EXPLORE THE MATERIAL:
a) Using the text on vehicle disinfection during disease outbreaks, explain in one to three sentences why it says portable automated vehicle wash stations need to be developed.
b) Write the next part of the text on vehicle disinfection during disease outbreaks, starting after its last sentence.

DOCUMENT EXTRACT:
=== Begin Enclosure ===

One of the major concerns during an outbreak is economic impact, which not only arises from lost export markets, but also from the cost of controlling the outbreak itself.  Any operation with multiple steps requiring significant labor, supplies and equipment, such as cleaning and disinfection, can greatly increase the cost of the response, and costs escalate the longer the outbreak continues.  Therefore, strategies to minimize labor costs while increasing speed of such an operation can significantly reduce outbreak control time and expenses.  Automated vehicle disinfection is one strategy that can both drastically reduce labor costs and response time, while facilitating outbreak control.  Recent FMD outbreak experiences in the United Kingdom and South Korea indicate that disinfecting vehicles during cold weather conditions is extremely challenging if disinfectant mixtures or disinfectant lines freeze.

Commercial car/truck wash stations can meet the need for automation and freeze-protection, but the stations are typically not located exactly where needed, such as at the entrance to infected premises, and the corrosiveness of some disinfectants may damage commercial equipment.  Although there are portable, non-freezing truck wash stations available commercially, the large automated ones are very expensive and must be moved with a crane, which adds to response cost and delays.  Overall, there is a general lack of ready-to-use equipment for portable, temporary vehicle wash stations, which can be readily acquired, deployed and used.

Therefore, it is necessary to develop portable automated vehicle wash stations that can be easily shipped and installed in the field, either on farms or roadway checkpoints.  The units should be:

• light-weight – ideally unit can be transported on the back of a pick-up truck, unloaded by 2 – 4 people.  At a minimum, it should be transportable in or on a vehicle readily available to state and local emergency responders.

=== End Enclosure ===

EXTRACTED RECORDS:
=== Begin Enclosure ===

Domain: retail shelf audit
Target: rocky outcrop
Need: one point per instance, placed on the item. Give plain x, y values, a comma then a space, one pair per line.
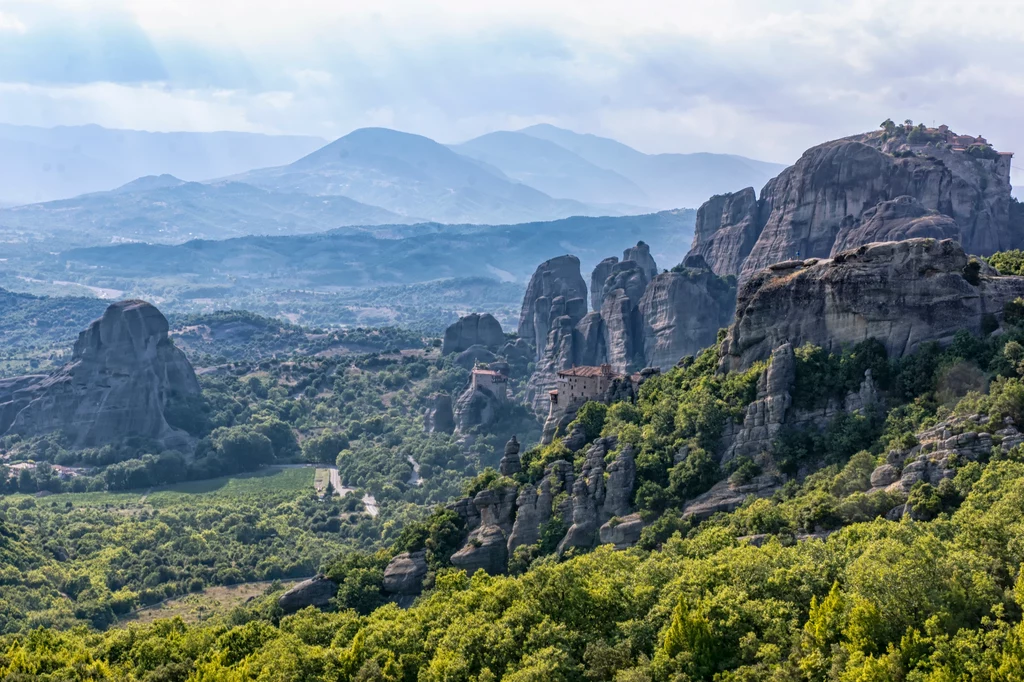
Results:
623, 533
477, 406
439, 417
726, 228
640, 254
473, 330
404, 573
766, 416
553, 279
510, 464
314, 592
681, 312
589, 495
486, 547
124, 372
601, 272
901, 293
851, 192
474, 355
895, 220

=== End Enclosure ===

ANSWERS GIVEN:
a) Commercial car and truck wash stations are usually not located where they are needed, such as at the entrance to infected premises, and some disinfectants may corrode their equipment. The large automated portable, non-freezing stations are very expensive and must be moved by crane, which adds cost and delay. Overall, there is a lack of ready-to-use equipment for temporary vehicle wash stations that can be easily acquired, deployed and used.

b)
• cost-effective (designed to minimize the cost of the unit to the maximum extent possible);
•  rapidly assembled (set up by 2 – 4 people in less than 4 hours);
• semi-permanent (operating for days to months at a time); and
• rugged enough for large volume traffic.  

The units should be designed to: 

• clean at least a ¾ ton pick-up truck with design scalable to 18-wheeler;
• address a wide-variety of pathogens including viruses, bacteria and spore-formers, using disinfectant solutions which may degrade some material:
  • acids, alcohols, aldehydes, alkalis, biguanides, halogen compounds, oxidizing agents, phenols, and/or quaternary ammonium compounds may be used as disinfectants,
  • a 4- to 6-log reduction in microorganisms (per EPA guidance available at http://www.epa.gov/oppad001/sciencepolicy.htm) is considered disinfection.
• prevent freezing in cold weather conditions:
  • unit should be non-freezing to -25C (-13F);
• achieve complete vehicle treatment including the undercarriage:
  • heavily mud-caked vehicles will likely be pre-treated, but the unit will have to clean some surface debris off the vehicles;
  • pressure would be similar to that used in commercial car washes.  It is assumed a vehicle will be driven into the tunnel, the vehicle will be washed with detergent, rinsed with water, disinfected followed by the required contact time (usually 10 – 30 minutes for common disinfectants, depending on ambient temperature) and rinsed again.
• collect disinfectant runoff:
  • disinfectant can be recycled if the recycled disinfectant solution is as efficacious as the original solution;
  • disposal of collected water to be handled by others;
  • rinse water must be collected and conveyed to containers provided by others, or treated and recycled as part of system.

Ideally, the units will be cost-effective, user-friendly, have low emissions, conserve energy, and be low-maintenance.  Some of the research and development challenges of this concept include: 

• Engineering a collapsible, light-weight tunnel which delivers the optimal flow of disinfectant chemicals to all surfaces of a vehicle, including the undercarriage.  This involves materials research to identify/develop light-weight, flexible, yet rugged fabrics and tubing which can withstand traffic, weather, and harsh chemicals under pressure.  For example, bleach is known to degrade certain rubber-like materials and citric acid could corrode metal components so the tubing assembly must be resistant to damage from common disinfectants.
• Factory-assembling or quickly field-assembling system components with flexible but stable hinges or joints that can be collapsed and erected manually, preferable by a single person.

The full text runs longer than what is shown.